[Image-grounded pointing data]
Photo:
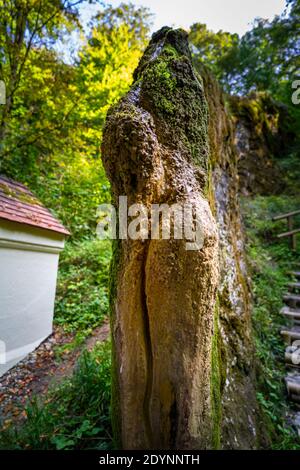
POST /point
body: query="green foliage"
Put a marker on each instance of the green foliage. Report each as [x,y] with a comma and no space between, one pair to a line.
[82,292]
[270,262]
[74,415]
[265,58]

> _Prompt_
Repeat the data word for word. Images are not part of the copy.

> _Answer for the task_
Photo:
POST /point
body: query="green foliage"
Put a marker on each instance of the green foliage. Report each as [x,y] with a comma and no space between, one pair to a line.
[82,292]
[270,262]
[74,415]
[265,58]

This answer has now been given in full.